■ TO BE DONE
Can you set out the lines below as a Markdown table with the columns Row and Line, numbering each line in order and leaving out any blank ones?

■ MATERIAL SHOWN

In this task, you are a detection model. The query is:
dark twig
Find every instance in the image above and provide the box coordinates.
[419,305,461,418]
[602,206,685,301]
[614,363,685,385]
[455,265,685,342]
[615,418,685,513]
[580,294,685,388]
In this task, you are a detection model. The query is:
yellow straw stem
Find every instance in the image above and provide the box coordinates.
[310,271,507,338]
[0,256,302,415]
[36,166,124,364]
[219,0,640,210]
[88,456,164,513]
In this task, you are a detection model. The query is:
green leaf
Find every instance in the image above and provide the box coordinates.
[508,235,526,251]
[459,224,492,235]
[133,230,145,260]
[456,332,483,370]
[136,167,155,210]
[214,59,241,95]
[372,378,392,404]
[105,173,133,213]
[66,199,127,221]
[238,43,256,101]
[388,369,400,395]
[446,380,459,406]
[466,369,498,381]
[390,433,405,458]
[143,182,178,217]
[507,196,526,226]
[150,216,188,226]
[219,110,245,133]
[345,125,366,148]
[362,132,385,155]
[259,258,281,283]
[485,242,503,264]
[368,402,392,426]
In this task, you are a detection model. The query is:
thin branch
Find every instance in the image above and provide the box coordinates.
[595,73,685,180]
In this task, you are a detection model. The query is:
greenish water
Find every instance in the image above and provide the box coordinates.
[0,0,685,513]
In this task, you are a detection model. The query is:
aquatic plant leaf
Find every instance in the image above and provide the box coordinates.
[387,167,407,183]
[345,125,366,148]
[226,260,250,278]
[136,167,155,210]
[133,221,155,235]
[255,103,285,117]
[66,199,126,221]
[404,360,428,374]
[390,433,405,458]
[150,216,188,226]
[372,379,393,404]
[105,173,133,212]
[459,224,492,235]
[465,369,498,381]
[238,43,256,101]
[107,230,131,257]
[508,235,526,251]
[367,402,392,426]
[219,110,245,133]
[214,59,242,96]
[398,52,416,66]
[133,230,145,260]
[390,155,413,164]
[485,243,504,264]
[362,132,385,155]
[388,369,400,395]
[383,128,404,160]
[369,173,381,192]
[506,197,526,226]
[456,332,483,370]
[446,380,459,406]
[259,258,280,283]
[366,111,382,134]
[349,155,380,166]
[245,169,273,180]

■ RESPONSE FOR THIS EXERCISE
| Row | Line |
|---|---|
| 1 | In this task, you are a detection model. The query is: |
| 2 | dark twig |
| 3 | Find every instance in the image above and provide the box coordinates. |
| 4 | [419,305,461,418] |
| 5 | [602,206,685,301] |
| 6 | [614,363,685,385] |
| 7 | [455,265,685,342] |
| 8 | [615,418,685,513] |
| 9 | [580,294,685,388] |
| 10 | In this task, you are a detection model. The query is: |
| 11 | yellow straw stem |
| 12 | Find every instance in the image above and provide the box coordinates. |
| 13 | [310,271,507,338] |
| 14 | [0,256,302,415] |
| 15 | [36,166,124,364] |
| 16 | [219,0,640,210] |
| 17 | [88,456,164,513] |
| 18 | In this task, you are a detection model. The query is: |
| 19 | green leaf |
| 20 | Find every instance in the image above and provide the box coordinates. |
| 21 | [508,235,526,251] |
| 22 | [459,224,492,235] |
| 23 | [133,230,145,260] |
| 24 | [456,332,483,370] |
| 25 | [136,167,155,210] |
| 26 | [214,59,241,95] |
| 27 | [372,378,392,404] |
| 28 | [105,173,133,213] |
| 29 | [66,199,127,221] |
| 30 | [238,43,256,101] |
| 31 | [388,369,400,395] |
| 32 | [446,380,459,406] |
| 33 | [466,369,498,381] |
| 34 | [390,433,405,458] |
| 35 | [143,182,178,217] |
| 36 | [507,196,526,226] |
| 37 | [150,216,188,226] |
| 38 | [219,110,245,133] |
| 39 | [345,125,366,148] |
| 40 | [362,132,385,155] |
| 41 | [259,258,281,283] |
| 42 | [485,242,503,264] |
| 43 | [368,402,392,426] |
| 44 | In this task, you are a detection model. The query is: |
| 45 | thin branch |
| 46 | Find every instance in the image above and provide the box coordinates. |
| 47 | [595,73,685,180] |
| 48 | In this task, you are a detection model. The query is: |
| 49 | greenish water |
| 50 | Find every instance in the image above and provide the box coordinates. |
| 51 | [0,0,685,513] |
| 52 | In this task, you are a detection model. The query is: |
| 53 | aquatic plant leaf |
| 54 | Find every instance in the image above and provide the box coordinates. |
| 55 | [387,167,407,183] |
| 56 | [345,125,366,148] |
| 57 | [226,260,250,278] |
| 58 | [136,167,155,210] |
| 59 | [133,221,155,235] |
| 60 | [255,103,285,117] |
| 61 | [66,199,126,221] |
| 62 | [404,360,428,374] |
| 63 | [390,433,405,458] |
| 64 | [150,216,188,226] |
| 65 | [372,379,393,404] |
| 66 | [105,173,133,212] |
| 67 | [459,224,492,235] |
| 68 | [465,369,498,381] |
| 69 | [238,43,256,101] |
| 70 | [107,230,131,257] |
| 71 | [508,235,526,251] |
| 72 | [367,402,392,426] |
| 73 | [219,110,245,133] |
| 74 | [214,59,242,96] |
| 75 | [398,52,416,66] |
| 76 | [133,230,145,260] |
| 77 | [390,155,413,164] |
| 78 | [485,243,504,264] |
| 79 | [362,132,385,155] |
| 80 | [388,369,400,395] |
| 81 | [383,128,404,160] |
| 82 | [369,173,381,192] |
| 83 | [506,197,526,226] |
| 84 | [456,332,483,370] |
| 85 | [446,380,459,406] |
| 86 | [259,258,280,283] |
| 87 | [366,111,382,134] |
| 88 | [349,155,380,166] |
| 89 | [245,169,273,180] |